**PASSAGE GIVEN**.

How to...Scaffold your Data

Scaffolding is a term that you may not come across often, but the challenges the scaffolding technique resolves is increasingly found in modern data problems.

What is Scaffolding?

Scaffolding is a technique of filling missing rows of data within a dataset to assist analysis. A dataset may appear complete with no nulls and a record for each individual entity but still not be suited for the analysis you wish to conduct.


Consider a mobile phone operator who wishes to analyse their revenue that will be gained each month from contracted customers. The data the operator is likely to have is a record of the customer, when the contract starts, how long the contract is due to last and how much the monthly cost is. However, if monthly revenue is sought to be analysed to understand how much revenue will be gained each month, there is no date to determine this value. The only dates to use for analysis are the contract start date and end date. If the contract was for two years, there would be twenty-two records needed to gain the full insight. 

Scaffolding is the answer to this process. The technique adds an additional row for each of the 'missing' records that are required for the analysis. In the mobile phone operator example, a scaffold would create the additional rows so each monthly payment would have it's own record. This will allow analytical software, like Tableau Desktop, to show the full revenue over time. 

What are the Challenges Scaffolding addresses?

There are many challenges that the Scaffolding techniques meet but those numbers are growing rapidly due to subscription pricing. Subscription pricing is where the consumer pays a regular, often smaller amount, on a regular basis rather than a large initial purchase. Subscription music, software or food packages are increasing the way many purchases are being made creating a bigger need for any data analyst to be able to work with subscription data.

The scaffolding technique does add the additional rows of data required for analysis but creates a number of other challenges that should be considered:

Size of data
The most significant issue is that this technique will multiple the size of the dataset you are analysing considerably. This poses challenges for:
  • Storage of data - the larger the dataset, the greater the amount of storage that you will need to have for the dataset.
  • Computing power - not everyone has a brand new, powerful computer to use. Adding the huge number of rows to potentially an already large dataset can really test the working memory of your computer too. 
To reduce the impact of these issues, filtering at the Data Source level can make a significant difference.

**OBJECTIVES**.
1. In the text on scaffolding data, what can make a significant difference in reducing the storage and computing power issues?
2. Edit the text on scaffolding data between "Scaffolding is a term" and "What is Scaffolding?", inclusive, so that "modern" is replaced by "current".
3. Pick up the text on scaffolding data after its last sentence and continue it.

(Pointing and labeling entries)
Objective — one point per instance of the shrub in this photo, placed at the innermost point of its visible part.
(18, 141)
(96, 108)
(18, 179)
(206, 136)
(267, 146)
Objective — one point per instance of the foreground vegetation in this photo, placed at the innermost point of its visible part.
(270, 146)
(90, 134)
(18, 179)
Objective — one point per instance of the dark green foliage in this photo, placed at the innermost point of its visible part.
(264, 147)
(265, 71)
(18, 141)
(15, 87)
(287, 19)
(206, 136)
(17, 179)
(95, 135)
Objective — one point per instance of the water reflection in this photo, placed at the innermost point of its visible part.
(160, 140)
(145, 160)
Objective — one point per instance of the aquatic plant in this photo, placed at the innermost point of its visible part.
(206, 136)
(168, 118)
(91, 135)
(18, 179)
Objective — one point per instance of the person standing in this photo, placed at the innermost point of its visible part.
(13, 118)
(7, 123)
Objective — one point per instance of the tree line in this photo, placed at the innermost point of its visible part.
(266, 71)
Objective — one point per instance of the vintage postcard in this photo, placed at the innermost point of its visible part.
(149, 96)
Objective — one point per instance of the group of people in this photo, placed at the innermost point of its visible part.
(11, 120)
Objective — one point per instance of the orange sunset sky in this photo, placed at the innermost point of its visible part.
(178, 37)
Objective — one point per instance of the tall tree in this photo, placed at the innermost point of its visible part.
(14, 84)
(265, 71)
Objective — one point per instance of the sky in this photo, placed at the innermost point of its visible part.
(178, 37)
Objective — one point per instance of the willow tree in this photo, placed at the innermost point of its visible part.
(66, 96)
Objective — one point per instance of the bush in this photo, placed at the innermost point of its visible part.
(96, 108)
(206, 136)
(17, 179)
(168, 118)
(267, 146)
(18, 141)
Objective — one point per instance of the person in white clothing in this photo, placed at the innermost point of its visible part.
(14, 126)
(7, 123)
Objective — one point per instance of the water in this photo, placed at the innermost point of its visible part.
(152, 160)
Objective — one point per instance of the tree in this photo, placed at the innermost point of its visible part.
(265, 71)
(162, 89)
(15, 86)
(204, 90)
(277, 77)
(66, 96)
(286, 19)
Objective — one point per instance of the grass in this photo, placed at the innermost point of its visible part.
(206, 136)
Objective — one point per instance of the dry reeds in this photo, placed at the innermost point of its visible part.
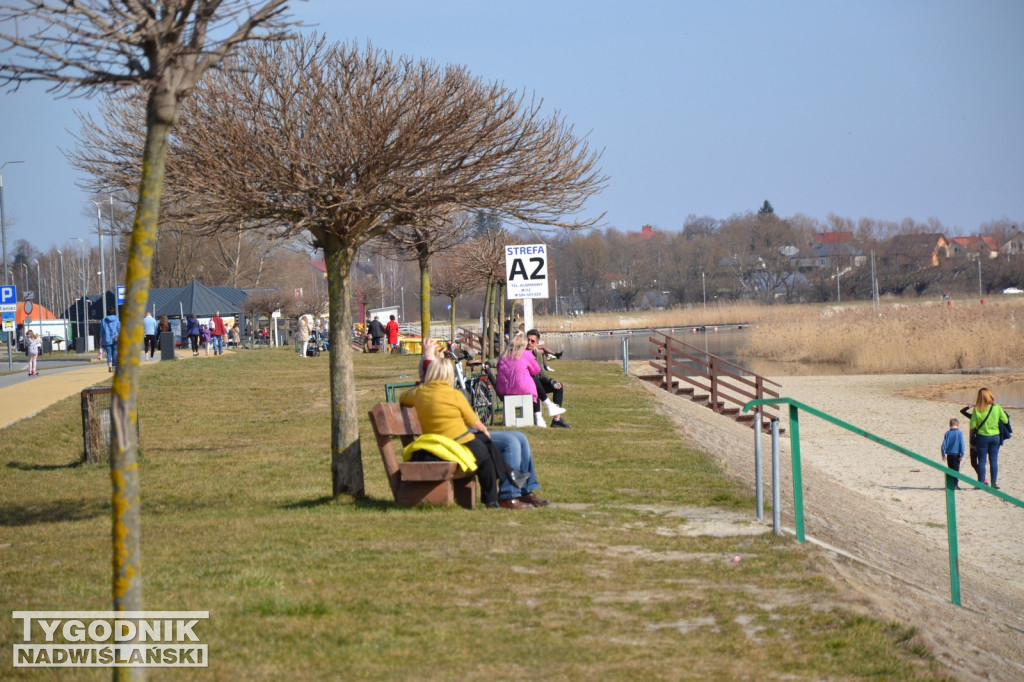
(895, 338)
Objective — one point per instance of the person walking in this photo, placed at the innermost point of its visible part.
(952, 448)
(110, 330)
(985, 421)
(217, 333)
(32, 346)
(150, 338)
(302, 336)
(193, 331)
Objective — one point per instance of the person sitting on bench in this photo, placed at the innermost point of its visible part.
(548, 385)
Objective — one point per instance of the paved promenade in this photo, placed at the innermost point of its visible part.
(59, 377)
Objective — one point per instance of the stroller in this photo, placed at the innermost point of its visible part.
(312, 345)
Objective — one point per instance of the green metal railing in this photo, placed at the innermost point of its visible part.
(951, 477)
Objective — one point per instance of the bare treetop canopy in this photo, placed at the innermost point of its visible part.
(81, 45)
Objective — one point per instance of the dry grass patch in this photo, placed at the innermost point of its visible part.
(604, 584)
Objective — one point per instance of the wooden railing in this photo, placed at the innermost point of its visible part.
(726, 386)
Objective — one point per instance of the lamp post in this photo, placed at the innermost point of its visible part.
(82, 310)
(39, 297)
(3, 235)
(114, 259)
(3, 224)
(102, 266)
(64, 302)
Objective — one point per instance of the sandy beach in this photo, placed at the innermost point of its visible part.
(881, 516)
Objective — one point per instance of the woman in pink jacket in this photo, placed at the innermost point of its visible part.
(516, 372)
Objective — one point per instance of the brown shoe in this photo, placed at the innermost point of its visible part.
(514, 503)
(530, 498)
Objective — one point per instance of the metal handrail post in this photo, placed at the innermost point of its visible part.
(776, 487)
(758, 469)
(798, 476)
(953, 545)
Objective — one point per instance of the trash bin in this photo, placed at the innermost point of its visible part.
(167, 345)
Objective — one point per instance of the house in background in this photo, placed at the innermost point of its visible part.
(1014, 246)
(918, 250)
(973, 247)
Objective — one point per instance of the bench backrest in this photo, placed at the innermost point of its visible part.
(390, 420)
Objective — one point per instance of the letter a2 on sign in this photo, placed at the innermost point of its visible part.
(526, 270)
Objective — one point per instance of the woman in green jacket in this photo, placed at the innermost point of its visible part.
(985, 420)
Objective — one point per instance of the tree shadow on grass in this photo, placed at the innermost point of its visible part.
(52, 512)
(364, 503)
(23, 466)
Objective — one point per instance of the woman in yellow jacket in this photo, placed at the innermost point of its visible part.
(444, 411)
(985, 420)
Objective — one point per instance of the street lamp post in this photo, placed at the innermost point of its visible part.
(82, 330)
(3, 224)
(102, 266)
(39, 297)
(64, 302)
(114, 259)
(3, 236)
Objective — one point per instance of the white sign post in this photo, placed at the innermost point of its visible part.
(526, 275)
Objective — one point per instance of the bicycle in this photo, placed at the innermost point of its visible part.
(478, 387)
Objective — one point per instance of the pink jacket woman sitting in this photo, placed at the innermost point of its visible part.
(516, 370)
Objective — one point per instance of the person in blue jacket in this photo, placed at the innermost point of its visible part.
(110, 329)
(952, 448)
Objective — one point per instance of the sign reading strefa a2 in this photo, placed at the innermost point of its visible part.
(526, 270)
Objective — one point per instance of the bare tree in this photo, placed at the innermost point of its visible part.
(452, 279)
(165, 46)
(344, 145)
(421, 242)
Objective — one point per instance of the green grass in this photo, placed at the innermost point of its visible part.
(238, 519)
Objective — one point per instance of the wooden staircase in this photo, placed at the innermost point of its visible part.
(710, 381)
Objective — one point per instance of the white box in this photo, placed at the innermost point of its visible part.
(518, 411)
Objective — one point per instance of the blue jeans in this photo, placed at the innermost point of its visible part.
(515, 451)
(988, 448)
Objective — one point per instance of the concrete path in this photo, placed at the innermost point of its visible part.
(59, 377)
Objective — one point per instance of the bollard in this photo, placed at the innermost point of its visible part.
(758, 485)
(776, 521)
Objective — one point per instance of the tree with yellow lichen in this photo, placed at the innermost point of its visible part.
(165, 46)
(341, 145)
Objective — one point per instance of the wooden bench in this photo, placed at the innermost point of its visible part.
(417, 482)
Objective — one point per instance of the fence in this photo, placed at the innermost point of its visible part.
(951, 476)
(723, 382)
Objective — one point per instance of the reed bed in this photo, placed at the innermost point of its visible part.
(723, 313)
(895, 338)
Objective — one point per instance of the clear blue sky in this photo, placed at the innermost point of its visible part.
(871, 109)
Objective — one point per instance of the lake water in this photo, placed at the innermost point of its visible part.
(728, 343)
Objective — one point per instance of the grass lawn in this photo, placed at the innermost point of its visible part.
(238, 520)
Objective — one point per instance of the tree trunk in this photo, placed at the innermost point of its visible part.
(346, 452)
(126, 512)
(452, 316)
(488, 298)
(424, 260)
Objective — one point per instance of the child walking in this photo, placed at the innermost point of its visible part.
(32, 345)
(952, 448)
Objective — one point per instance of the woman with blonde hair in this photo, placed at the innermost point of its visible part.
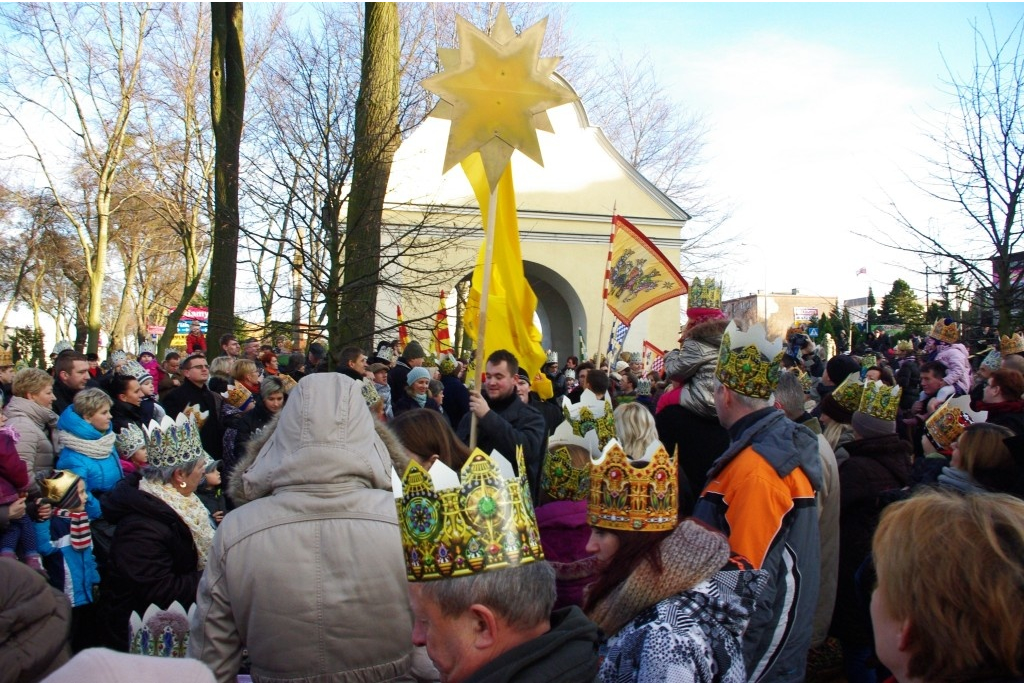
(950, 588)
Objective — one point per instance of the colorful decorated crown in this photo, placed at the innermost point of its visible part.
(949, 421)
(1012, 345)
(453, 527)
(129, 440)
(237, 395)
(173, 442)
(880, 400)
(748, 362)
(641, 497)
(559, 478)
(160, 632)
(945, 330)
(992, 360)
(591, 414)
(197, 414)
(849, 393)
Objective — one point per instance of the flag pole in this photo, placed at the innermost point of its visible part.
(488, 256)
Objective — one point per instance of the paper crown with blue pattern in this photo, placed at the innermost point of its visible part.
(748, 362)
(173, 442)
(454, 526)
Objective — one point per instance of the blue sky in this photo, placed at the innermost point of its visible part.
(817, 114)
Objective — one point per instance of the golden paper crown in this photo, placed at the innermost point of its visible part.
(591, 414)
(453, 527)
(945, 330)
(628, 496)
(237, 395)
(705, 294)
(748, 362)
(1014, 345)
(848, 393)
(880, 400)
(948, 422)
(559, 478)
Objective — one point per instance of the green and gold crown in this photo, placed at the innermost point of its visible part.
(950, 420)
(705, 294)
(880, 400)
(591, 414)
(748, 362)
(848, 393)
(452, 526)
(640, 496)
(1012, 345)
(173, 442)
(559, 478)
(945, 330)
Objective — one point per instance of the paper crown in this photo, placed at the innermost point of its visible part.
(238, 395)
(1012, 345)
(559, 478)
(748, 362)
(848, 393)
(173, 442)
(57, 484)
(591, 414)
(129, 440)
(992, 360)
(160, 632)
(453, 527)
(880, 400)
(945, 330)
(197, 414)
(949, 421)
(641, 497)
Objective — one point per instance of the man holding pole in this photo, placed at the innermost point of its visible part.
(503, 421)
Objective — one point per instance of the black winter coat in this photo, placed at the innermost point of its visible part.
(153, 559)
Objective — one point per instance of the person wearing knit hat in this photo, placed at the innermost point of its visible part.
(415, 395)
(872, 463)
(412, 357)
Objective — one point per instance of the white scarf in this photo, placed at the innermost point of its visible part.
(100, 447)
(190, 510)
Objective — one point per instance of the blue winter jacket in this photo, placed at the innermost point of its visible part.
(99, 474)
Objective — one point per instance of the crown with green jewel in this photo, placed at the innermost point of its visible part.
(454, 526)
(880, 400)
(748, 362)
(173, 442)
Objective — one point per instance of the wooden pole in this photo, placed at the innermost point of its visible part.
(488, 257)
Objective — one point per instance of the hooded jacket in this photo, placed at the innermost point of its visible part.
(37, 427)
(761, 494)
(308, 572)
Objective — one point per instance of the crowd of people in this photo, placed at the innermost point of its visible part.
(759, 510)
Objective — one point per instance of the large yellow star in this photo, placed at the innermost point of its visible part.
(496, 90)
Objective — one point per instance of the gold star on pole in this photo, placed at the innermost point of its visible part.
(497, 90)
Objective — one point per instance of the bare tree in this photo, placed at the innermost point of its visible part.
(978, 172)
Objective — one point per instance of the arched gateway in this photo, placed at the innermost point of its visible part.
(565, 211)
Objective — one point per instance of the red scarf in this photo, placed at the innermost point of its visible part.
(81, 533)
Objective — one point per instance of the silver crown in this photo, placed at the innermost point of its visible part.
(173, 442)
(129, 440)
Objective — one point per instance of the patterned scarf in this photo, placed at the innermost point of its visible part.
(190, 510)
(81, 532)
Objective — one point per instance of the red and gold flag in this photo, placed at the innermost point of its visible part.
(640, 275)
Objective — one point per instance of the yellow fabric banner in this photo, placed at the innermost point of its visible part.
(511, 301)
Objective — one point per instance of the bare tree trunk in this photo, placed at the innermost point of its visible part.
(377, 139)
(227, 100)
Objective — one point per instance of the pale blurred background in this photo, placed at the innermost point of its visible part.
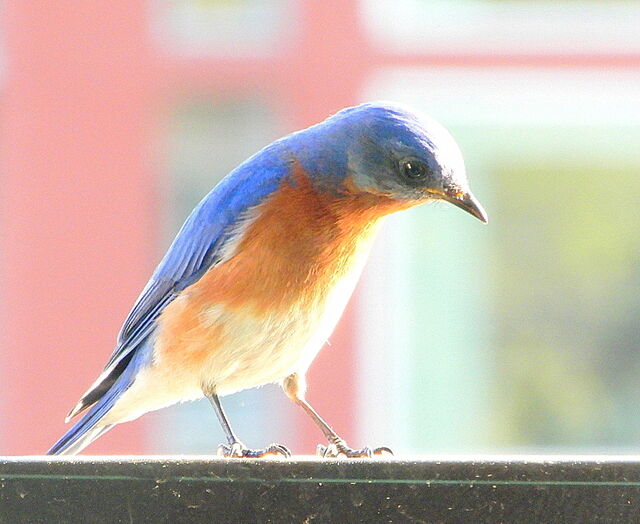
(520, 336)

**OUTPUTS FOR THE TASKS**.
1. Filtering at the Data Source level.

2.
Scaffolding is a term that you may not come across often, but the challenges the scaffolding technique resolves is increasingly found in current data problems.

What is Scaffolding?

3.
Retention 
Reporting on revenue that has not happened yet can be presumptuous. Just because a customer signs up to a subscription based product, doesn't mean that they will maintain those payments due to affordability or changing needs. Being able to remove rows of projected revenues or determining levels of retention and applying the drop off of those customers takes a lot of thought.

Inflation / Exchange rates
Depending on the increment of time the subscription is over, factors like inflation or changing exchange rates should be considered and applied to accurately represent the value of the revenue earned. Projecting these is an art in their own right, but applying common forecasts can improve the value of the analysis greatly. Often projections will be held in a secondary reference table and needs to be joined on to the original data set along with the scaffold.

What was the traditional technique?

The scaffolding technique has been used for a long time. Originally, a technique using a scaffold of all possible values was often used. For example, using the mobile phone operator example, each month from the original start date of the earliest customer in the dataset, through to the last month of the contract for the latest customer would need to be created.

The image above covers the mobile phone operator example as the longest contract starts in January 2019 and runs 24 months. The latest date needed is December 2020. Just having the date range required isn't sufficient enough though. This scaffold needs to be joined to the customer data. To do this, there are two options:

  • Create a calculation that defines the last month of the contract as 'End Date' and then join based on Start Date >= Scaffold Date and End Date <= Scaffold Date.
  • Create a condition that will Join each row in each dataset to each other. This can then be filtered to remove any excess rows. The calculation that's easiest to join is just the number '1'. Create this calculation in each dataset and join on a condition where 1 = 1 (ie every row joins to every other row).
The second join condition using 1 is easier to follow as the user can see the results of the join and filter to ensure each aspect is correct. Let's follow that approach, using the mobile phone example:

Step 1 - Input
Input both of the dataset (the Subscription Data and the Scaffold)

Step 2 - Form Join calculations
Form a calculation in a 'Clean Step' of the value 1 (for ease call the calculation 1 too).


Repeat for both inputs.


Step 3 - Join the two datasets together
Using a Join Step, connect the two flows together using the Join Condition of 1 = 1 for an Inner Join.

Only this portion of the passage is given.